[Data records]
-=-=-=-=-

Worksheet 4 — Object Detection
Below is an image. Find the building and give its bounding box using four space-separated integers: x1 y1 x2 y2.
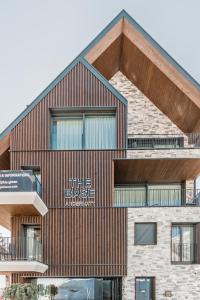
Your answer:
0 11 200 300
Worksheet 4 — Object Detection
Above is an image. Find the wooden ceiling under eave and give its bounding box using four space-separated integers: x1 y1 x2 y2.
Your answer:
85 20 200 133
114 158 200 185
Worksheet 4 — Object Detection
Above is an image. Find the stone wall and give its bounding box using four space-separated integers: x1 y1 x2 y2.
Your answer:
110 72 200 300
123 207 200 300
110 72 182 134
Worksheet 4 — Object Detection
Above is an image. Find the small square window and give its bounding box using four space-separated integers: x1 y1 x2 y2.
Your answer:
135 223 157 245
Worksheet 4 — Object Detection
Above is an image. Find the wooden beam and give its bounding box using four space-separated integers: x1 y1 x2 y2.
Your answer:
85 19 124 64
115 158 200 184
123 19 200 108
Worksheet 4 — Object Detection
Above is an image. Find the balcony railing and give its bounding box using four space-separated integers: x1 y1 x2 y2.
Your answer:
127 133 200 149
0 237 42 262
114 186 200 207
172 242 197 263
0 170 42 197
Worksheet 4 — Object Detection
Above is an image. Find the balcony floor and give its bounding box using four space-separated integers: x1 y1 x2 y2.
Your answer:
0 192 48 229
0 260 48 274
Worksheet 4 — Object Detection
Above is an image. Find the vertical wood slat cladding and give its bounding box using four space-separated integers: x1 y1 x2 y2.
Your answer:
11 64 127 277
11 63 126 150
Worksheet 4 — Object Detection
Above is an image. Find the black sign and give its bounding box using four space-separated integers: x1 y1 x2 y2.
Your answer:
0 171 34 192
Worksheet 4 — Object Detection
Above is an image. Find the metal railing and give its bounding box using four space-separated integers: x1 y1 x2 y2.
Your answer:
0 237 42 262
127 133 200 149
172 242 197 263
0 170 42 196
114 186 200 207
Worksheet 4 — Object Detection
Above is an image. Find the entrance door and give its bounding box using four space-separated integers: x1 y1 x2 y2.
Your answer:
135 277 154 300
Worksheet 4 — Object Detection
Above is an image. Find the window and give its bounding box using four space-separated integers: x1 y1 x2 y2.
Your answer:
52 114 116 150
135 277 155 300
172 224 196 263
135 223 157 245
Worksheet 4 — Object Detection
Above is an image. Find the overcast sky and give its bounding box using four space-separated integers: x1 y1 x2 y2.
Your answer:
0 0 200 131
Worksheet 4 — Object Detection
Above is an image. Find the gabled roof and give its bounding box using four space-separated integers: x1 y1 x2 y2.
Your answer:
0 10 200 140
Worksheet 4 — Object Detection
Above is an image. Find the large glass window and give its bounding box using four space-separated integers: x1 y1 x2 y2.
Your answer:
172 224 196 263
115 184 182 207
35 277 122 300
115 185 146 207
24 225 42 261
135 223 156 245
52 114 116 150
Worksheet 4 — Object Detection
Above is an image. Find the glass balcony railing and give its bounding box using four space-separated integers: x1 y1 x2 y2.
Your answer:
0 170 42 197
127 133 200 149
0 237 42 262
114 186 200 207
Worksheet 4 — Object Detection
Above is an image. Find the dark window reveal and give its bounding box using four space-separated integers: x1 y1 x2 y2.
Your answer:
135 223 156 245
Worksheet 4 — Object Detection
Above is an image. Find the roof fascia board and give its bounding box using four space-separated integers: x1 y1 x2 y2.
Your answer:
123 11 200 90
80 57 128 105
0 56 80 141
0 55 128 141
80 10 126 58
81 10 200 90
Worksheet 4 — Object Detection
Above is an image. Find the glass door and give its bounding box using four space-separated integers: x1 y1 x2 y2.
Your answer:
25 225 42 261
135 277 154 300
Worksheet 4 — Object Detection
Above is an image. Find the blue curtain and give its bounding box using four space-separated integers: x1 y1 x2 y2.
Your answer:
85 116 116 149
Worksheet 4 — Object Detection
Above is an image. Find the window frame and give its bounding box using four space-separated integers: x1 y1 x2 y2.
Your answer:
134 222 157 246
135 276 156 300
50 109 118 151
171 222 198 265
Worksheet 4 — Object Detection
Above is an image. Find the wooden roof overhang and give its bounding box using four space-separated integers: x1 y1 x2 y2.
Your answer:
114 158 200 185
85 13 200 133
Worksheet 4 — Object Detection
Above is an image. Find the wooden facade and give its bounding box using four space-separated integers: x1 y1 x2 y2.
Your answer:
10 64 127 277
0 9 200 290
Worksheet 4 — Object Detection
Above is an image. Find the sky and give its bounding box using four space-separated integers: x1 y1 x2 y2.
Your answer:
0 0 200 132
0 0 200 285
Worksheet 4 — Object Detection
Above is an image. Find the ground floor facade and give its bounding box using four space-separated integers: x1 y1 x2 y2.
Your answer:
17 206 200 300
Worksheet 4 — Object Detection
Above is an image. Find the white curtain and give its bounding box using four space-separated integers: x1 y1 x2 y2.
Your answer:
52 118 83 150
115 186 146 207
85 116 116 149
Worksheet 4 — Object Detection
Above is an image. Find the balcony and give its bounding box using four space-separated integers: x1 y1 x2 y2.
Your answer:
0 237 48 274
114 185 200 207
128 133 200 150
0 171 48 228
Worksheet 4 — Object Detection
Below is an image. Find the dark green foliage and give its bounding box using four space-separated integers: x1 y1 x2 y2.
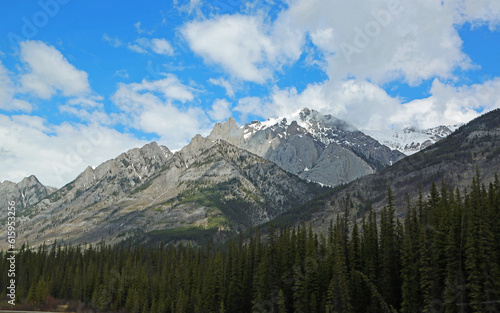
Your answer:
0 175 500 313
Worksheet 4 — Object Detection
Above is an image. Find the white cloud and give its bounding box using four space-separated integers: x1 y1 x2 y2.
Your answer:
181 14 302 83
234 97 266 122
112 74 208 149
0 115 146 187
113 70 129 79
208 99 231 122
266 80 399 129
280 0 470 84
20 40 90 99
447 0 500 30
389 78 500 128
0 61 32 112
208 77 234 97
102 33 123 48
128 38 174 56
151 38 174 55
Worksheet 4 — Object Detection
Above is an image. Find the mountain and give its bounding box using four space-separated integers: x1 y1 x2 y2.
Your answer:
278 109 500 231
0 175 57 212
0 135 324 244
208 108 405 186
368 124 463 155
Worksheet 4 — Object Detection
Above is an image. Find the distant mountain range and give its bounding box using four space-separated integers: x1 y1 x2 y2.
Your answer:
276 109 500 231
367 124 463 155
0 108 492 247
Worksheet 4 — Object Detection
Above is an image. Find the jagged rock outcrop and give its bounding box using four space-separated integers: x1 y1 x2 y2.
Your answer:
282 109 500 232
369 124 462 155
207 108 404 186
8 135 323 244
0 175 57 213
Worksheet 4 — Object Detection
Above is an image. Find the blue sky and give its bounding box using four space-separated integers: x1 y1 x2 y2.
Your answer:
0 0 500 187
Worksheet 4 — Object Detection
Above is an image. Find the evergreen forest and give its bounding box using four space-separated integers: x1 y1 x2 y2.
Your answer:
0 175 500 313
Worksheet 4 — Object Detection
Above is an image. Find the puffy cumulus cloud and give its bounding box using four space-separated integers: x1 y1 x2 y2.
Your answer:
20 40 91 99
0 115 146 187
58 96 126 126
0 61 32 112
208 99 231 122
181 14 303 83
389 78 500 128
281 0 470 84
111 74 208 149
447 0 500 30
250 78 500 133
128 38 174 56
102 33 123 48
208 77 234 97
234 97 268 122
266 80 399 129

-=-=-=-=-

_Directions_
Recast all of the records above as a numbered list with the blank lines dropped. Omit the pictures from your answer.

_Exercise response_
1. Worksheet 4 — Object Detection
2. Below is an image. Find the building and give its bounding box using four space-separated integers: x1 y1 x2 y2.
3. Your answer:
4. 0 11 200 300
5. Worksheet 4 — Object Detection
6. Above is an image. Find the wooden ceiling under eave and give its bounding box using four space-separated integers: x1 y1 x2 y2.
7. Your answer:
8. 85 20 200 133
9. 114 158 200 185
10. Worksheet 4 — Object Detection
11. Above is an image. Find the stone wall and give its bounding box using four space-separated integers: x1 y1 x2 y2.
12. Your answer:
13. 110 72 200 300
14. 123 207 200 300
15. 110 72 182 134
16. Worksheet 4 — Object Detection
17. Above is an image. Find the small square window and give its bounding box using four space-separated integers: x1 y1 x2 y2.
18. Your answer:
19. 135 223 157 245
20. Worksheet 4 — Object Detection
21. Above is an image. Find the wooden beam and give its bounding box using four space-separated integers: x1 y1 x2 y2.
22. Your answer:
23. 85 19 124 64
24. 115 158 200 184
25. 123 19 200 108
26. Worksheet 4 — Object Detection
27. Above is an image. Find the balcony railing and give its bounding box using four space-separated integers: x1 y1 x2 y2.
28. Your answer:
29. 127 133 200 149
30. 0 237 42 262
31. 114 186 200 207
32. 172 242 197 263
33. 0 170 42 197
34. Worksheet 4 — Object Detection
35. Above is an image. Find the balcony floor and give its bounding box using four space-separated integers: x1 y1 x2 y2.
36. Your answer:
37. 0 192 48 229
38. 0 260 48 274
39. Worksheet 4 — Object Detection
40. Above is an image. Find the vertical wood slat cladding and give its bounding box using four space-separated integers: x1 y1 x2 y2.
41. Your answer:
42. 11 64 127 277
43. 11 63 126 150
44. Worksheet 4 — Object Detection
45. Above is an image. Find the black sign and give its bounding box using four space-separated integers: x1 y1 x2 y2.
46. Your answer:
47. 0 171 34 192
48. Worksheet 4 — Object Detection
49. Above is an image. Find the metal railing and give its bounding box using four space-separated integers: x1 y1 x2 y2.
50. Your answer:
51. 0 237 42 262
52. 127 133 200 149
53. 172 242 197 263
54. 0 170 42 196
55. 114 186 200 207
56. Worksheet 4 — Object Detection
57. Above is an image. Find the entrance door and give its bounding box using four space-separated integers: x1 y1 x2 y2.
58. Your answer:
59. 135 277 154 300
60. Worksheet 4 — Object Detection
61. Above is an image. Find the window and give its bounding box using four space-separated integers: x1 y1 x2 y2.
62. Your answer:
63. 52 114 116 150
64. 135 277 155 300
65. 172 224 196 263
66. 135 223 157 245
67. Worksheet 4 — Object Detection
68. Above is an image. Find the overcast sky and give its bounding box using four space-separated integers: x1 y1 x2 y2.
69. Your answer:
70. 0 0 200 131
71. Worksheet 4 — Object Detection
72. Above is an image. Find the gabled roof and give its bounding box using four space-separated integers: x1 y1 x2 y2.
73. Your answer:
74. 0 10 200 140
75. Worksheet 4 — Object Detection
76. Above is an image. Find the large glass window and give its bounding box using four space-separated integers: x1 y1 x2 y2.
77. Your answer:
78. 172 224 196 263
79. 115 184 182 207
80. 35 277 122 300
81. 115 185 146 207
82. 24 225 42 261
83. 135 223 156 245
84. 52 114 116 150
85. Worksheet 4 — Object Detection
86. Above is an image. Find the glass balcony railing and give its bounding box using four space-separated integers: x1 y1 x2 y2.
87. Your answer:
88. 0 170 42 197
89. 127 133 200 149
90. 0 237 42 262
91. 114 186 200 207
92. Worksheet 4 — Object Detection
93. Above is an image. Find the dark window reveal and give its bounding box using four space-separated integers: x1 y1 x2 y2.
94. Your answer:
95. 135 223 156 245
96. Worksheet 4 — Object Detection
97. Above is an image. Find the roof fascia board and give its bounding box using four space-separated integers: x1 y1 x2 y2.
98. Your answer:
99. 123 11 200 90
100. 80 57 128 105
101. 0 56 80 141
102. 0 55 128 141
103. 80 10 126 58
104. 81 10 200 90
105. Worksheet 4 — Object Detection
106. Above is an image. Find the glass door and give its bounding box using four space-separated integers: x1 y1 x2 y2.
107. Your answer:
108. 25 225 42 261
109. 135 277 154 300
110. Worksheet 4 — Object Detection
111. Above is an image. Find the blue curtain and give its bounding box using four space-separated integers: x1 y1 x2 y2.
112. Your answer:
113. 85 116 116 149
114. Worksheet 4 — Object Detection
115. Above is an image. Find the window frame and give its bounding box using four space-separated integers: x1 y1 x2 y2.
116. Your answer:
117. 134 222 157 246
118. 135 276 156 300
119. 50 109 118 151
120. 171 222 198 265
121. Worksheet 4 — Object Detection
122. Above is an image. Find the wooden roof overhang and give its bounding box using four space-separated integers: x1 y1 x2 y2.
123. Your answer:
124. 114 158 200 185
125. 85 13 200 133
126. Worksheet 4 — Object Detection
127. Above is an image. Find the wooden facade and give its bounding box using four space-separated integers: x1 y1 x2 y2.
128. Your answer:
129. 10 64 127 277
130. 0 9 200 290
131. Worksheet 4 — Object Detection
132. Above is an image. Find the sky and give its bounding box using four space-separated integers: x1 y1 x2 y2.
133. Your answer:
134. 0 0 200 132
135. 0 0 200 285
136. Worksheet 4 — Object Detection
137. Above is an image. Find the ground floor facade and give its bounding box using four space-separated integers: x1 y1 x2 y2.
138. Your answer:
139. 17 206 200 300
140. Worksheet 4 — Object Detection
141. Above is an image. Find the white curtain and give its bounding box using four space-separated integers: x1 y1 x2 y2.
142. Your answer:
143. 52 118 83 150
144. 115 186 146 207
145. 85 116 116 149
146. Worksheet 4 — Object Detection
147. Above is an image. Find the balcony and give its bounding box using four space-separated integers: x1 y1 x2 y2.
148. Your answer:
149. 0 237 48 274
150. 114 185 200 207
151. 128 133 200 150
152. 0 171 48 228
153. Worksheet 4 — Object Detection
154. Below is an image. Find the dark green foliage and give its bounding box using four space-separated integers: x1 y1 x2 y2.
155. Your answer:
156. 0 175 500 313
157. Worksheet 4 — Object Detection
158. Above is an image. Find the white cloud and give its bounding box using four space-separated integers: x1 y1 x2 y2.
159. Your answer:
160. 181 14 302 83
161. 234 97 266 122
162. 112 74 208 149
163. 0 115 146 187
164. 113 70 129 79
165. 208 99 231 122
166. 266 80 399 129
167. 280 0 470 84
168. 20 40 90 99
169. 447 0 500 30
170. 389 78 500 128
171. 0 61 32 112
172. 208 77 234 97
173. 102 33 123 48
174. 128 38 174 56
175. 151 38 174 55
176. Worksheet 4 — Object Detection
177. Above is an image. Find the mountain and give its bounding box using four space-separated integers: x1 y1 x2 y2.
178. Your answer:
179. 278 109 500 231
180. 0 175 57 212
181. 0 135 324 244
182. 208 108 405 186
183. 368 124 463 155
184. Worksheet 4 — Object Detection
185. Above is an image. Find the distant mountain range and give its bounding box using four space-separated integers: x1 y1 x2 y2.
186. Your answer:
187. 276 109 500 231
188. 367 124 463 155
189. 0 108 492 247
190. Worksheet 4 — Object Detection
191. Above is an image. Find the jagged rock outcrop and give its bounding box using four space-separated integers: x1 y1 x2 y2.
192. Your answer:
193. 282 109 500 232
194. 369 124 462 155
195. 207 108 404 186
196. 8 135 323 244
197. 0 175 57 213
198. Worksheet 4 — Object Detection
199. Above is an image. Find the blue sky and give its bounding box using four space-separated integers: x1 y1 x2 y2.
200. Your answer:
201. 0 0 500 187
202. Worksheet 4 — Object Detection
203. Above is an image. Find the evergreen forest and give its bounding box using four space-separated integers: x1 y1 x2 y2.
204. Your answer:
205. 0 175 500 313
206. Worksheet 4 — Object Detection
207. Above is an image. Find the puffy cumulus cloud and give its bounding box using four space-separated integers: x1 y1 x2 y2.
208. Your answer:
209. 20 40 91 99
210. 0 115 146 187
211. 58 96 126 126
212. 0 61 32 112
213. 208 99 231 122
214. 181 14 303 83
215. 389 78 500 128
216. 281 0 470 84
217. 111 74 208 149
218. 447 0 500 30
219. 250 78 500 133
220. 128 38 174 56
221. 102 33 123 48
222. 208 77 234 97
223. 234 97 268 122
224. 266 80 399 129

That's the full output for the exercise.